*TASK OBJECTIVE:*
For the entries below, return every line from the top through the line with "--target white building" exactly as it stands, omitting pictures.

*Dataset entries:*
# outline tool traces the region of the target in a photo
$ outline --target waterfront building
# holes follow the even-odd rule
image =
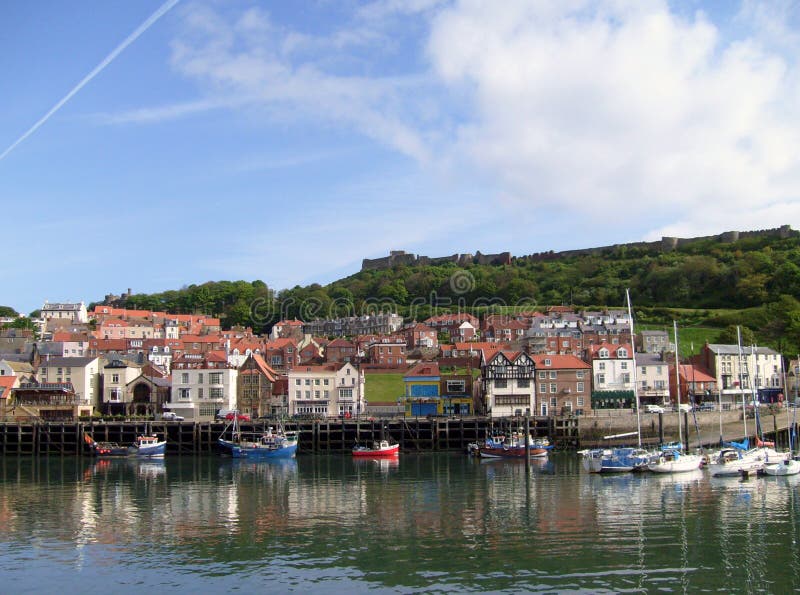
[[[239,367],[236,408],[252,417],[287,415],[288,403],[276,399],[273,394],[273,385],[277,380],[277,373],[264,358],[257,353],[249,354]]]
[[[490,417],[547,415],[548,402],[536,410],[536,365],[523,352],[498,351],[481,363],[486,413]]]
[[[672,378],[669,364],[661,353],[637,353],[636,381],[639,383],[639,405],[668,405]],[[683,393],[686,394],[686,393]]]
[[[592,409],[634,407],[631,345],[590,345],[589,361],[592,364]]]
[[[187,420],[210,421],[235,409],[239,372],[224,353],[185,353],[172,361],[172,394],[165,407]]]
[[[783,398],[783,358],[769,347],[706,343],[692,362],[716,379],[723,407],[741,407],[754,394],[761,403]]]
[[[592,367],[574,355],[532,355],[536,393],[551,415],[584,415],[591,411]]]
[[[356,416],[366,410],[364,374],[349,362],[296,366],[288,376],[289,415]]]
[[[90,413],[100,403],[100,358],[50,357],[39,363],[36,381],[40,385],[70,384],[76,406]]]

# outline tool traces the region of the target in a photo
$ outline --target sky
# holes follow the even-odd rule
[[[0,305],[800,220],[800,1],[0,3]]]

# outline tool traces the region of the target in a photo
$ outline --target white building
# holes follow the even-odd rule
[[[45,300],[41,309],[41,319],[45,321],[53,319],[66,319],[73,322],[87,323],[89,316],[86,312],[86,304],[54,303]]]
[[[536,366],[526,353],[498,351],[481,368],[489,417],[537,414]],[[546,400],[538,413],[547,415]]]
[[[100,358],[50,357],[39,364],[40,384],[70,382],[79,405],[97,407],[100,403]]]
[[[783,359],[769,347],[706,344],[693,361],[717,379],[720,400],[732,407],[750,402],[777,400],[783,391]]]
[[[637,353],[636,369],[639,403],[662,406],[669,403],[669,364],[660,355]]]
[[[172,362],[172,395],[164,407],[187,420],[211,421],[220,409],[236,409],[238,375],[224,355],[185,354]]]
[[[633,349],[630,344],[589,346],[592,362],[592,408],[634,407]]]
[[[364,413],[364,374],[351,363],[297,366],[289,372],[290,415]]]

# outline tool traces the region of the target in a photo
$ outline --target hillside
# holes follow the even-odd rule
[[[281,318],[311,320],[395,309],[423,320],[448,309],[621,307],[630,288],[637,319],[648,323],[753,329],[761,344],[800,349],[800,237],[714,238],[664,251],[629,244],[511,258],[504,264],[445,261],[366,269],[327,286],[278,292],[261,281],[221,281],[129,296],[118,305],[204,311],[223,324],[265,330]],[[792,351],[789,351],[792,352]]]

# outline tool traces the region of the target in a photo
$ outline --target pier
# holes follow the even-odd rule
[[[260,433],[276,421],[240,422],[242,432]],[[547,436],[557,448],[579,444],[576,418],[531,418],[531,434]],[[287,431],[299,433],[299,453],[349,452],[357,443],[387,439],[404,452],[463,451],[495,433],[519,430],[525,418],[368,418],[292,420],[282,422]],[[227,422],[92,421],[0,423],[0,454],[86,455],[87,438],[97,442],[132,444],[141,434],[167,440],[168,455],[207,454],[217,451],[217,439]],[[228,429],[230,431],[230,429]]]
[[[741,440],[741,411],[723,413],[722,434],[725,440]],[[677,439],[676,414],[648,414],[641,424],[642,444],[656,445]],[[391,417],[281,422],[287,431],[299,433],[299,453],[349,452],[357,443],[386,439],[397,442],[403,452],[463,451],[473,442],[494,434],[520,431],[526,418],[487,417]],[[748,434],[754,436],[755,424],[748,419]],[[241,422],[245,433],[260,433],[277,421],[259,419]],[[690,448],[717,446],[720,429],[718,414],[682,415],[683,438]],[[762,414],[765,439],[779,447],[788,445],[785,413]],[[217,452],[217,439],[226,431],[227,422],[175,421],[63,421],[40,420],[0,422],[0,455],[86,455],[90,453],[86,437],[97,442],[132,444],[141,434],[156,434],[167,440],[167,454],[196,455]],[[548,437],[557,450],[577,450],[617,443],[635,444],[637,438],[606,440],[604,436],[635,432],[636,414],[630,411],[604,412],[589,416],[531,417],[531,434]],[[697,428],[700,432],[698,435]],[[688,430],[688,432],[687,432]],[[227,430],[230,432],[230,429]]]

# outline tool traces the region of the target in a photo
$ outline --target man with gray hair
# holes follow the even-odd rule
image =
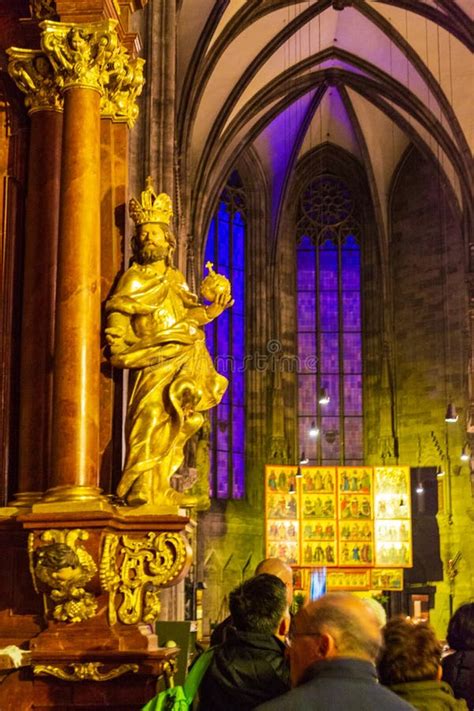
[[[413,709],[380,686],[375,661],[380,624],[355,595],[329,593],[303,607],[290,629],[293,688],[261,711],[403,711]]]

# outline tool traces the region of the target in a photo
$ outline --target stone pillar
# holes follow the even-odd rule
[[[42,48],[62,86],[64,123],[52,460],[48,491],[34,510],[106,506],[98,487],[100,101],[107,66],[120,60],[115,25],[41,25]]]
[[[176,3],[155,0],[148,13],[147,64],[154,71],[149,73],[145,89],[143,179],[153,176],[160,192],[174,195]]]
[[[40,50],[12,48],[9,73],[31,117],[21,330],[18,492],[28,509],[45,488],[50,462],[54,298],[58,241],[62,99]]]

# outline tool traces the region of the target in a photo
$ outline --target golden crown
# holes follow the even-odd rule
[[[128,212],[136,225],[146,222],[162,222],[169,225],[173,217],[173,203],[166,193],[156,194],[153,179],[148,176],[146,188],[141,194],[141,202],[132,198],[128,204]]]

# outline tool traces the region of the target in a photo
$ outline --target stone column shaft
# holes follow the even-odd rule
[[[65,92],[50,491],[99,489],[100,94]],[[80,491],[80,487],[85,487]]]
[[[31,115],[21,334],[20,453],[15,503],[45,488],[50,462],[54,299],[62,113]]]

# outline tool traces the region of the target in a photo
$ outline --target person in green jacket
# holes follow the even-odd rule
[[[441,681],[441,644],[425,622],[396,617],[383,629],[384,651],[378,662],[379,679],[418,711],[467,711]]]

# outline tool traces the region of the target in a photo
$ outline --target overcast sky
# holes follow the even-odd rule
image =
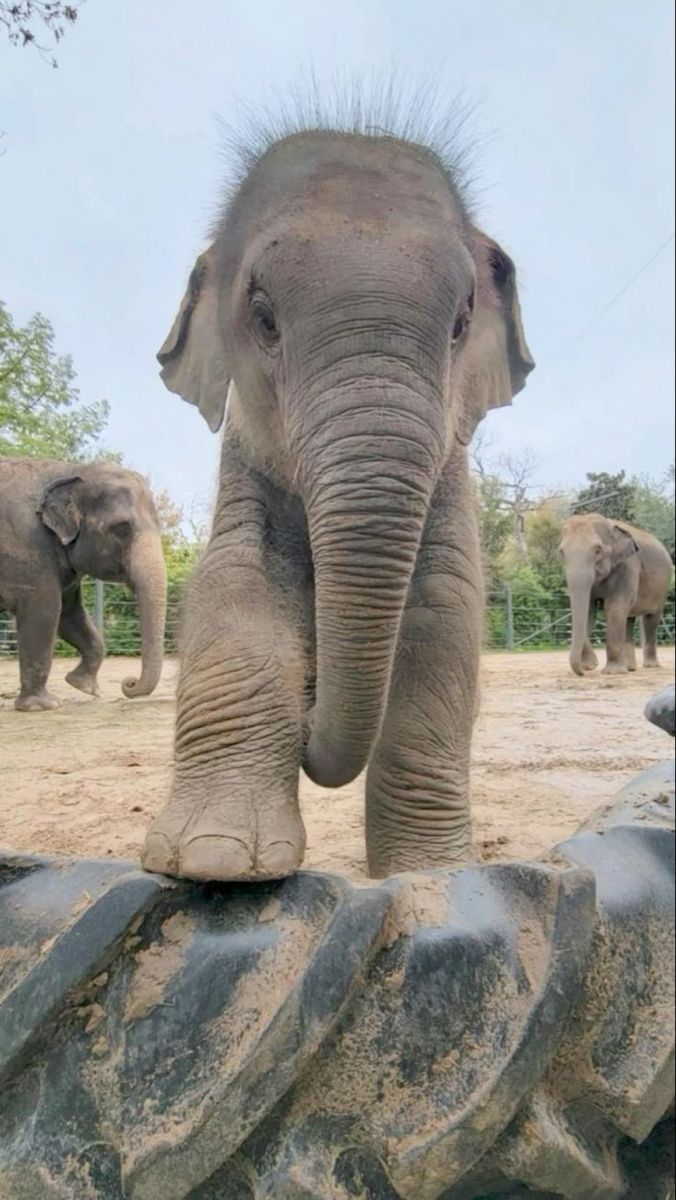
[[[486,424],[540,486],[673,457],[672,0],[87,0],[51,70],[0,34],[0,298],[40,310],[108,444],[187,509],[218,439],[155,351],[203,247],[236,100],[313,64],[440,67],[477,105],[479,215],[517,263],[537,369]]]

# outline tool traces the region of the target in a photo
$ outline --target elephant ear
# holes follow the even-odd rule
[[[82,512],[75,489],[81,482],[81,475],[68,475],[63,479],[55,479],[42,493],[37,511],[43,525],[56,534],[62,546],[69,546],[80,532]]]
[[[474,316],[458,361],[460,410],[456,434],[468,446],[489,408],[512,403],[535,366],[521,323],[516,270],[508,254],[474,230]]]
[[[638,554],[638,543],[624,525],[613,525],[611,529],[611,561],[614,567]]]
[[[230,383],[218,328],[213,246],[200,254],[174,323],[157,352],[170,392],[194,404],[212,433],[223,421]]]

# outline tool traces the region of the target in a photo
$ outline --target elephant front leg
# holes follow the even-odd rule
[[[188,604],[173,792],[146,870],[278,879],[300,866],[303,686],[299,637],[265,577],[207,551]]]
[[[21,689],[14,707],[19,712],[42,712],[59,707],[56,696],[47,691],[47,680],[60,613],[60,592],[46,589],[39,596],[31,595],[16,614]]]
[[[64,594],[59,637],[80,654],[80,662],[68,672],[66,680],[71,687],[85,692],[88,696],[98,696],[98,673],[105,650],[101,635],[83,607],[79,587]]]
[[[647,613],[643,618],[643,666],[659,667],[657,657],[657,631],[662,620],[661,613]]]
[[[628,671],[636,670],[636,647],[634,645],[634,626],[636,617],[627,617],[627,640],[624,646],[624,657]]]
[[[606,601],[606,665],[604,675],[626,675],[627,609],[624,604]]]
[[[452,498],[442,489],[428,523],[369,763],[366,846],[376,877],[471,857],[483,585],[473,520],[458,524],[456,509],[451,522]]]
[[[592,600],[589,605],[589,617],[587,620],[587,636],[584,646],[582,647],[582,668],[585,671],[595,671],[599,665],[599,660],[596,657],[594,647],[592,646],[592,634],[596,624],[596,603]]]

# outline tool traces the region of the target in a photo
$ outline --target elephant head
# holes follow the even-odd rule
[[[145,481],[109,463],[78,465],[49,484],[38,512],[77,575],[125,583],[135,593],[141,677],[125,679],[122,690],[130,699],[149,695],[162,670],[167,587],[157,514]]]
[[[212,430],[228,395],[226,438],[302,499],[317,626],[304,766],[346,783],[378,733],[442,467],[534,365],[514,266],[430,151],[296,134],[229,203],[158,358]]]
[[[582,675],[582,651],[594,589],[637,554],[638,546],[629,527],[599,513],[584,513],[564,523],[559,550],[573,618],[570,665],[576,675]]]

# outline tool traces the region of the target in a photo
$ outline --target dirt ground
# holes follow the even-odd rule
[[[663,733],[643,718],[646,700],[673,680],[661,669],[578,679],[565,653],[486,654],[474,741],[474,836],[485,859],[532,858],[573,833],[638,771],[668,757]],[[63,702],[18,713],[15,662],[0,660],[0,846],[33,853],[135,859],[170,779],[177,666],[129,701],[120,681],[138,670],[110,658],[102,697],[65,683],[72,660],[54,664],[50,688]],[[306,866],[365,877],[363,781],[335,792],[301,781]]]

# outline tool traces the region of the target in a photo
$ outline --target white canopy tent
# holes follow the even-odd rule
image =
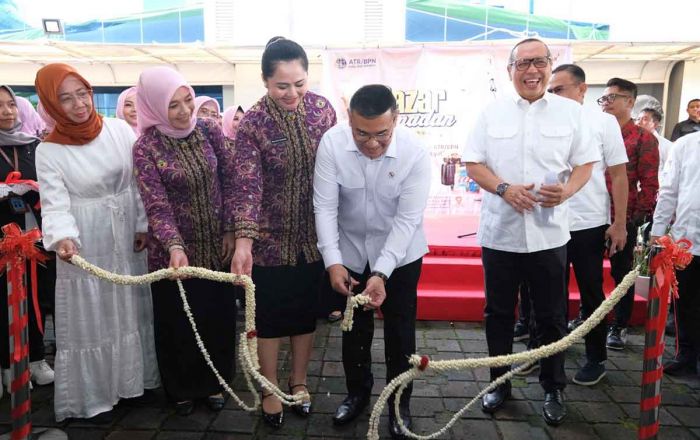
[[[510,47],[513,41],[434,44],[488,48]],[[695,63],[700,60],[700,42],[556,41],[556,44],[571,47],[573,60],[584,68],[589,84],[604,84],[611,76],[640,84],[664,84],[664,104],[672,101],[670,105],[673,108],[669,110],[676,116],[679,110],[685,108],[685,95],[700,96],[700,78],[690,78],[692,75],[686,75],[688,78],[683,79],[682,86],[669,86],[672,69],[679,61],[690,62],[693,72],[698,70],[700,73],[700,63]],[[404,46],[409,45],[413,44]],[[320,83],[321,53],[324,49],[319,46],[307,47],[311,87],[315,89]],[[0,41],[0,81],[12,85],[33,85],[36,71],[41,66],[64,62],[77,67],[95,86],[130,86],[136,83],[144,68],[169,64],[182,72],[193,85],[222,85],[225,101],[232,103],[235,95],[236,105],[246,107],[264,93],[260,80],[261,55],[262,47],[225,44],[126,45],[52,39]],[[674,90],[674,87],[678,90]],[[693,90],[686,93],[686,88]],[[675,98],[670,99],[672,96]],[[669,116],[676,119],[673,114]]]

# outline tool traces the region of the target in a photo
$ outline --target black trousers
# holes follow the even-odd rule
[[[571,231],[566,245],[566,285],[569,285],[569,264],[574,267],[576,283],[581,293],[581,314],[589,316],[605,300],[603,293],[603,254],[607,225],[591,229]],[[605,320],[601,321],[585,337],[586,358],[589,362],[603,362],[608,358],[605,348]]]
[[[627,273],[632,270],[634,263],[634,246],[637,243],[637,226],[632,223],[627,224],[627,243],[622,251],[610,257],[610,275],[615,280],[617,286]],[[632,306],[634,306],[634,286],[627,290],[625,296],[615,305],[615,325],[627,327],[632,317]]]
[[[513,351],[515,306],[522,281],[530,286],[537,341],[549,344],[566,335],[565,245],[532,253],[482,248],[481,258],[486,282],[484,317],[490,356]],[[491,380],[508,370],[508,367],[492,368]],[[564,353],[542,359],[540,384],[546,392],[566,387]]]
[[[381,306],[384,315],[384,358],[386,382],[410,368],[408,358],[416,352],[416,302],[418,278],[423,259],[396,268],[386,283],[386,300]],[[363,274],[350,272],[360,282],[355,292],[362,292],[369,277],[369,266]],[[343,332],[343,368],[345,383],[351,396],[369,396],[374,385],[372,375],[372,337],[374,311],[355,309],[352,331]],[[411,398],[412,386],[401,395],[402,406]],[[392,400],[393,402],[393,400]]]
[[[700,257],[685,270],[676,271],[678,279],[678,358],[695,362],[700,354]]]
[[[535,336],[535,311],[532,306],[532,295],[530,295],[530,286],[527,282],[520,283],[519,289],[520,300],[518,301],[518,320],[527,326],[530,337],[527,340],[527,349],[532,350],[540,346]]]

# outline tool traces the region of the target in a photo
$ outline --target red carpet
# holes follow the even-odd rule
[[[477,231],[475,215],[426,217],[425,232],[430,253],[423,259],[418,283],[418,319],[437,321],[482,321],[484,318],[484,272],[481,248],[476,236],[457,238]],[[606,294],[615,285],[610,277],[610,263],[604,265]],[[576,277],[569,285],[570,318],[578,313],[579,293]],[[635,297],[632,324],[646,317],[646,300]]]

*FINAL ANSWER:*
# outline tool traces the region of the target in a photo
$ outline --target waterfront building
# holes follow the even-odd rule
image =
[[[239,367],[236,408],[252,417],[287,415],[288,403],[276,399],[273,394],[273,385],[277,380],[277,373],[264,358],[257,353],[249,354]]]
[[[490,417],[547,415],[548,402],[536,410],[536,365],[523,352],[498,351],[481,363],[486,413]]]
[[[672,378],[669,364],[661,353],[637,353],[636,381],[639,383],[639,405],[668,405]],[[683,393],[686,394],[686,393]]]
[[[592,409],[634,407],[631,345],[590,345],[589,361],[592,364]]]
[[[187,420],[210,421],[235,409],[239,372],[224,353],[185,353],[172,361],[172,394],[165,407]]]
[[[783,398],[783,358],[769,347],[706,343],[692,362],[716,379],[723,407],[741,407],[754,394],[761,403]]]
[[[592,367],[574,355],[532,355],[536,393],[551,415],[584,415],[591,411]]]
[[[356,416],[366,410],[364,374],[349,362],[296,366],[288,376],[289,415]]]
[[[90,413],[100,403],[100,358],[50,357],[39,363],[36,381],[40,385],[70,384],[76,406]]]

# outline tool traces the region of the target in a photo
$ outline --target sky
# holes follow the even-odd rule
[[[0,305],[800,220],[800,1],[0,3]]]

# outline tool traces the region of the target in a photo
$ outline --target white building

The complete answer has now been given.